Problem statement » Locate every line in the material below that contains the string "texture" and copy each of those lines.

Material for this task »
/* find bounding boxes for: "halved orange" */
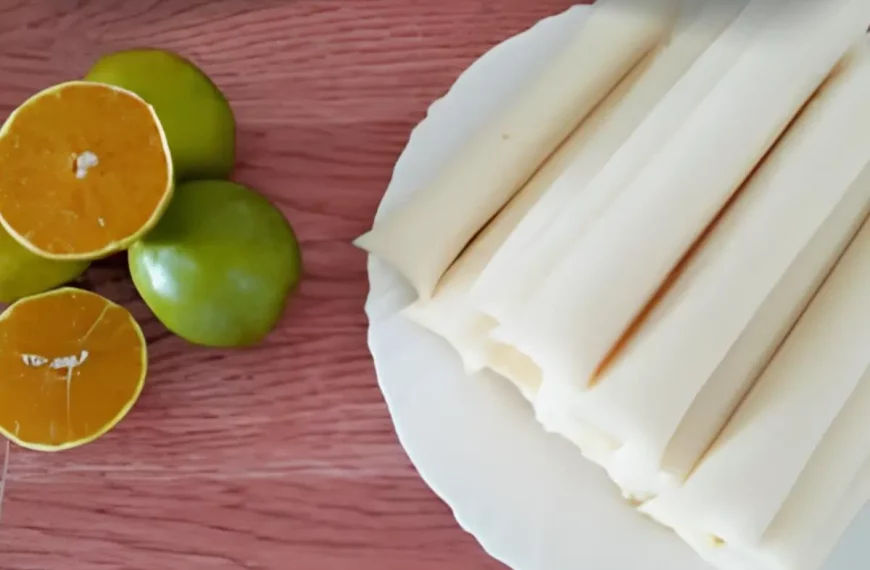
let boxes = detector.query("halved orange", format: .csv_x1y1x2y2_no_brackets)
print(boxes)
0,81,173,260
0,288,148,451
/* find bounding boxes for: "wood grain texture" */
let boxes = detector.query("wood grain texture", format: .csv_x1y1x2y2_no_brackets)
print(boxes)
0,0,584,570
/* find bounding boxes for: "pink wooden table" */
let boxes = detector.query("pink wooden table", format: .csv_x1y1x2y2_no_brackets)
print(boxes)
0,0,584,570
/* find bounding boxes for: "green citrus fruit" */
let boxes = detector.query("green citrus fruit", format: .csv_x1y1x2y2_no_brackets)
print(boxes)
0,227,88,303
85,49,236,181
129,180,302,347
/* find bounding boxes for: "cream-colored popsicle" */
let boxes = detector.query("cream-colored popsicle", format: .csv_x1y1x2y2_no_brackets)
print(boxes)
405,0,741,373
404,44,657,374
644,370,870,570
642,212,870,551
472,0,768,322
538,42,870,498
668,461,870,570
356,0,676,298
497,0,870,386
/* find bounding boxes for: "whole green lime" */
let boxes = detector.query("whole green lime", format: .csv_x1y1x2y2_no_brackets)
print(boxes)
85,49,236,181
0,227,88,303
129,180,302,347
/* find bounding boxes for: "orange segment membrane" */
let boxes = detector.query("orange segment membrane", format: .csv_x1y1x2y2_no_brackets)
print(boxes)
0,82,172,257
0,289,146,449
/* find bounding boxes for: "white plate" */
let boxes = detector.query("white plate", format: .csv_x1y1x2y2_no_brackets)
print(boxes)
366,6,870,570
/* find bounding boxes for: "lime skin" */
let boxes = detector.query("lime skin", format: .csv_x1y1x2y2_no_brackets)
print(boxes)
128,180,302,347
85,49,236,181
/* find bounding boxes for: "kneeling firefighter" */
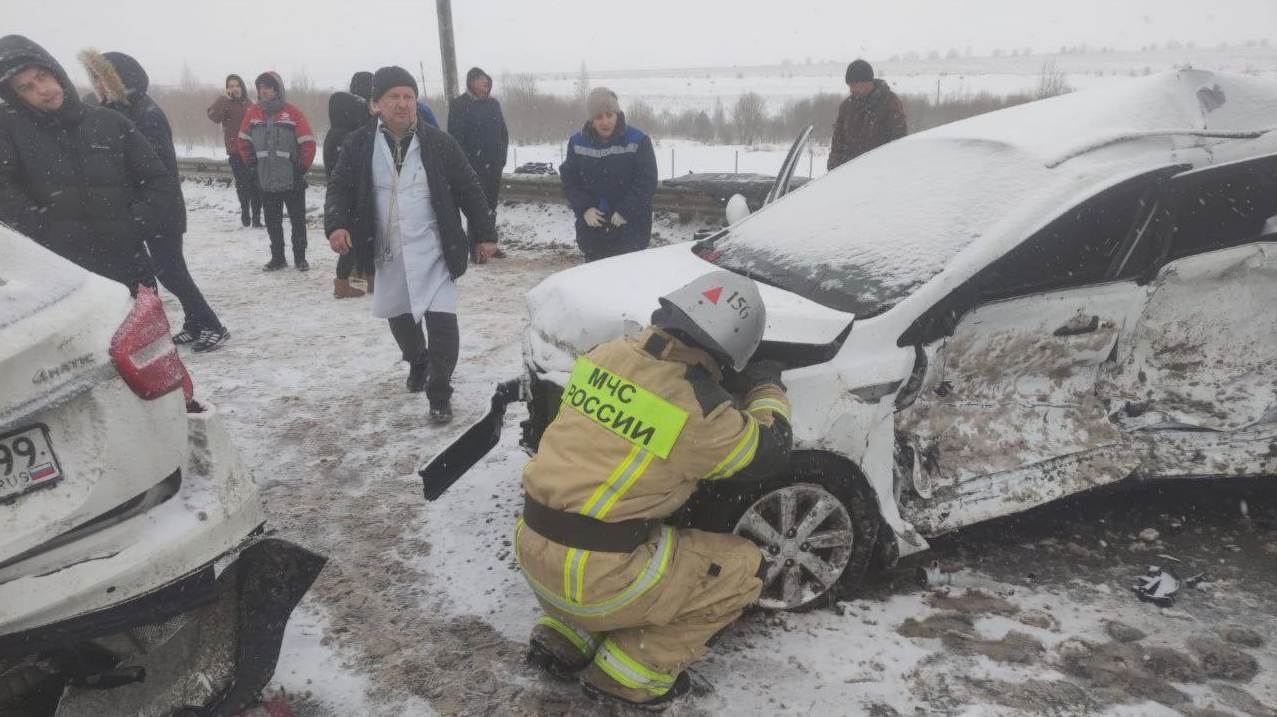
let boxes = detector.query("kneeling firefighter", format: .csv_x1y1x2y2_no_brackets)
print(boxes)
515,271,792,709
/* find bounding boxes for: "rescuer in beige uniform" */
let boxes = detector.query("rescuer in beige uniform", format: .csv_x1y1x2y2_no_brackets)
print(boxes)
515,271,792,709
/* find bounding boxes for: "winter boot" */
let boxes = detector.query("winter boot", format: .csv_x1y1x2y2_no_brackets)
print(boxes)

Correct result »
/* find bounding boxes for: "wood grain texture" */
let boxes = detector.query("wood grain texture", format: .csv_x1y1x2y2_no_brackets)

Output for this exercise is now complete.